_DATA LISTING_:
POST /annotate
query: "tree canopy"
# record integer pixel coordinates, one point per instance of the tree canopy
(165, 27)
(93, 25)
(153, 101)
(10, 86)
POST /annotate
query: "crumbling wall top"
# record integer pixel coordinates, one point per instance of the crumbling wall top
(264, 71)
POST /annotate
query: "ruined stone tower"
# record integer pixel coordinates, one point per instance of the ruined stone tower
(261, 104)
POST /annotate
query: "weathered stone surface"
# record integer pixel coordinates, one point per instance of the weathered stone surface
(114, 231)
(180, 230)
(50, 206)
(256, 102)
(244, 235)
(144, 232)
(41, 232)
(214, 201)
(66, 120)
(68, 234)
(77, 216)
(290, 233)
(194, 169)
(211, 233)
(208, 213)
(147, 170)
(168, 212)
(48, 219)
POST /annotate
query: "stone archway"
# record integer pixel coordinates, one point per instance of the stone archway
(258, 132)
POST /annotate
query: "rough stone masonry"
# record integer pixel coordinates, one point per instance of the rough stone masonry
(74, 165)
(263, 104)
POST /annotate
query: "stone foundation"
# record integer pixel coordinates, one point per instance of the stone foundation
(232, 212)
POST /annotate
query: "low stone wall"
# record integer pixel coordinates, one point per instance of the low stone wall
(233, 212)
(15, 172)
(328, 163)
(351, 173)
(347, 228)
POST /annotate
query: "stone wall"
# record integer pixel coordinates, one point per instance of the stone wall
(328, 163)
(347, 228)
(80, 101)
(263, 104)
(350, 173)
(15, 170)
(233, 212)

---

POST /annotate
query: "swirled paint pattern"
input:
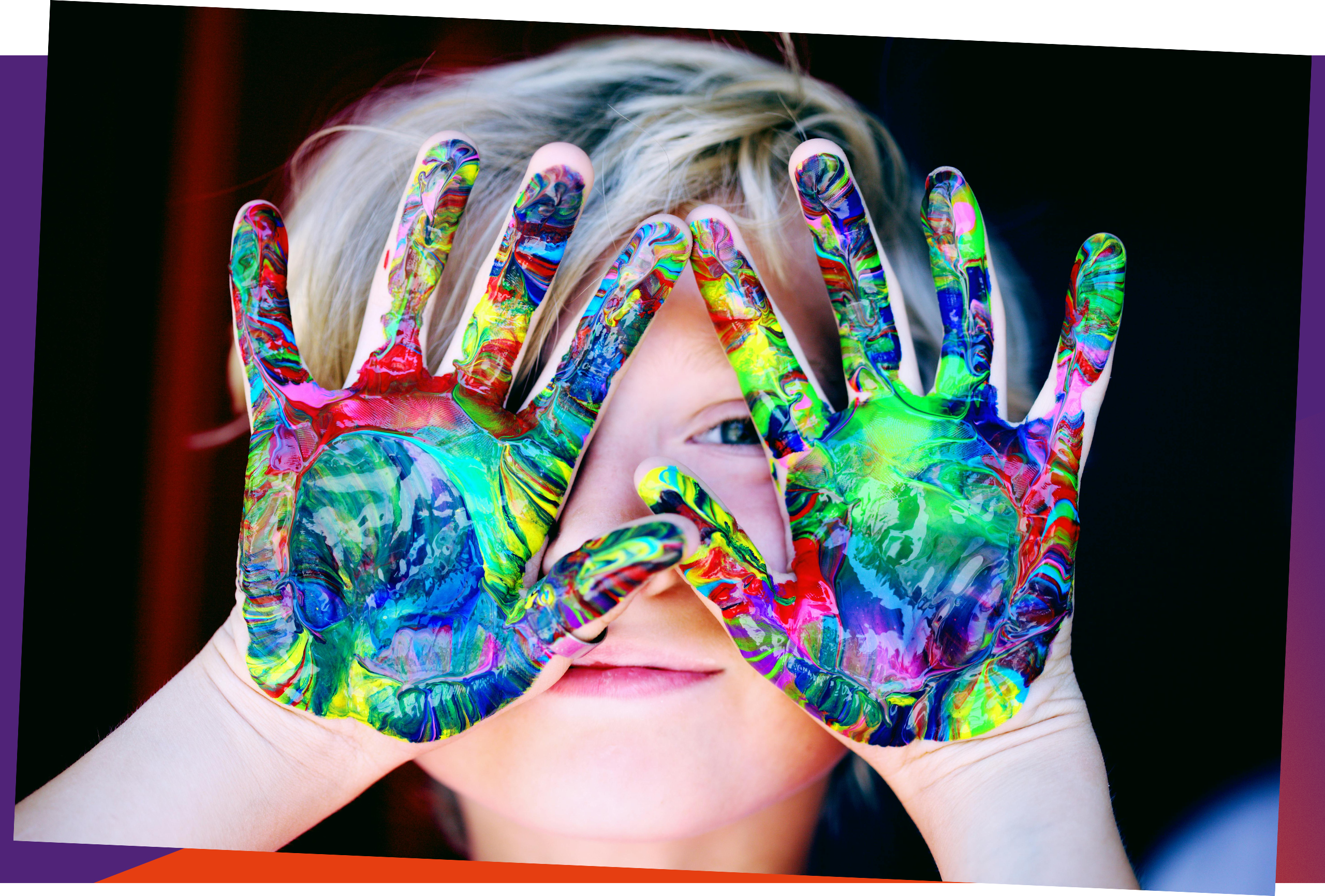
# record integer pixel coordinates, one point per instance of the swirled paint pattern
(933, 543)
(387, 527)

_THE EXERCISE_: Which lines in the material above contain the word "record"? Copy each one.

_RESULT BELOW_:
# record integer pixel coordinates, one point per instance of the tree canopy
# record integer pixel coordinates, one point per instance of the crumbling wall top
# record integer pixel coordinates, one point per instance of the ruined stone tower
# record integer pixel coordinates, one point per instance of the weathered stone surface
# record integer pixel coordinates, one point per instance of the stone archway
# record integer pixel coordinates, one point per instance of the rough stone masonry
# record integer pixel coordinates, one point per instance of the stone foundation
# record integer pixel coordinates, one point per instance of the low stone wall
# record integer pixel coordinates, one point per instance of the stone wall
# record integer pixel coordinates, one point per instance of the swirled paint pattern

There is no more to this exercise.